At the same time, evidence suggests that allowing your little one to sleep in your bedroom for the first six months of their life will reduce the chances of SIDS. So don’t be afraid to bring your baby’s crib or bassinet into your bedroom.
Choose A Firm Mattress For Your Baby
Medical experts agree that a firm mattress is safest for your baby. This will allow them to sleep comfortably while also preventing them from inadvertently rolling over onto their stomachs before they’re ready for tummy sleeping.
Keep Your Baby’s Crib Clear
Research shows that soft blankets, toys, stuffed animals, and pillows are all SIDS hazards. They may block your baby’s airways or raise your baby’s body temperature to unsafe levels.
You can keep your little one warm at night by dressing them in a snug onesie. If you’re still concerned about your baby getting cold overnight, try putting them to bed in a sleep sack or wearable blanket.
Stay Up To Date With Immunizations
While researchers aren’t sure why, babies who are current on their immunizations have a much smaller chance of being taken by SIDS. This is just another excellent reason to make sure your little one is up to date on all of their vaccination shots.
Give Your Baby A Pacifier
Giving your baby a dry, clean pacifier when you lay them down to sleep will reduce the risk of SIDS. If your baby is already asleep, don’t try to give them a pacifier.
Also, if you are breastfeeding, wait until four weeks after birth to give your little one a pacifier. This will prevent nipple confusion.
Monitor Your Baby’s Environment
Keep the room that your baby sleeps in—whether it’s your bedroom or a nursery—around 70 degrees Fahrenheit. Use a humidifier to keep the air moist so that your little one can breathe easily. And finally, never allow smoking around your baby or in the room where your baby sleeps.
Breastfeed For The First Two Months
This is another mystery to researchers. It’s not clear why, but babies who are breastfed for the first two months of life are at a much lower risk of SIDS. If possible, breastfeed your little one until they’re at least two months old.
Tips For Developing A Nighttime Routine
Developing a nighttime routine will help your child learn healthy sleeping habits. Like a daily hygiene routine, a comforting nighttime routine will build positive associations with these habits.
Give Your Little One A Bath
Although newborns don’t always enjoy bath time, it’s definitely something your little one can learn to associate with comfort and sleep. Use water that is around 100 degrees Fahrenheit (give or take one or two degrees), and always use safe, baby-friendly products, like Mustela’s.

* [THE DATA]:

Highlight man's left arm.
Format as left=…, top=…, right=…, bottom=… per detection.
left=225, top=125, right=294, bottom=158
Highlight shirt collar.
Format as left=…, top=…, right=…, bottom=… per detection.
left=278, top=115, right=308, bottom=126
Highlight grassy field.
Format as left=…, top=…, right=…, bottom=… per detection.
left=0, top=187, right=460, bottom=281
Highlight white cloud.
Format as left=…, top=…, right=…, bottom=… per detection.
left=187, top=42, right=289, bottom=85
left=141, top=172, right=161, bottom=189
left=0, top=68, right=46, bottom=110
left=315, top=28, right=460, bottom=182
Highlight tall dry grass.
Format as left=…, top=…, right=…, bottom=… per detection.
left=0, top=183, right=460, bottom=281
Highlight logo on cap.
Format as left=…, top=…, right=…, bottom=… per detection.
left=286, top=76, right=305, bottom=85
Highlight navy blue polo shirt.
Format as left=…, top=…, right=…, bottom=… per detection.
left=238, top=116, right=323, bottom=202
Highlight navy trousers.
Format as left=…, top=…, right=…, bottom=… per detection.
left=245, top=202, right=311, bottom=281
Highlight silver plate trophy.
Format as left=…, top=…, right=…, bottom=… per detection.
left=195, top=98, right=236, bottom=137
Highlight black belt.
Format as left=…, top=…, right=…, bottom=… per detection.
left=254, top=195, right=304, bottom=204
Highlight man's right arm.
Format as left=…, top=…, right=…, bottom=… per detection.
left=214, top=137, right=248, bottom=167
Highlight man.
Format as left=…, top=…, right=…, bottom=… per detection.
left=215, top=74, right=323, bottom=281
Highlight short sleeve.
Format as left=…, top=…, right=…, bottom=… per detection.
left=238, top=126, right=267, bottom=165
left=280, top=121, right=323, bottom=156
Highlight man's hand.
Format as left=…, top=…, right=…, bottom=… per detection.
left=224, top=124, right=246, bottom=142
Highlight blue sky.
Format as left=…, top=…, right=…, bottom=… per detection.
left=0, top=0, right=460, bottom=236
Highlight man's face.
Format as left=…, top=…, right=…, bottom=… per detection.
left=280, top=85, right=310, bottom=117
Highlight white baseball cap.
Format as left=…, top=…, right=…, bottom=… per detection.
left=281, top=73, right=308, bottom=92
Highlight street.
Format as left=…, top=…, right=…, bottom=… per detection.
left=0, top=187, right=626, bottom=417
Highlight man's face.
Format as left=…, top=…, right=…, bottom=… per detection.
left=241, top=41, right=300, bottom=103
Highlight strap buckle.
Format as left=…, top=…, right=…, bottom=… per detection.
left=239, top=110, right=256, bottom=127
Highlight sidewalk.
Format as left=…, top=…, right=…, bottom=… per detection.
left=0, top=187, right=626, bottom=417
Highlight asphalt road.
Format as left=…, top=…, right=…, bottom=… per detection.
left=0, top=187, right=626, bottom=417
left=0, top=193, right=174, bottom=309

* [EXERCISE]: Reproduce word for word the stretch of the infant sleep safety text from "Choose A Firm" through "to unsafe levels.".

* [ANSWER AREA]:
Choose A Firm Mattress For Your Baby
Medical experts agree that a firm mattress is safest for your baby. This will allow them to sleep comfortably while also preventing them from inadvertently rolling over onto their stomachs before they’re ready for tummy sleeping.
Keep Your Baby’s Crib Clear
Research shows that soft blankets, toys, stuffed animals, and pillows are all SIDS hazards. They may block your baby’s airways or raise your baby’s body temperature to unsafe levels.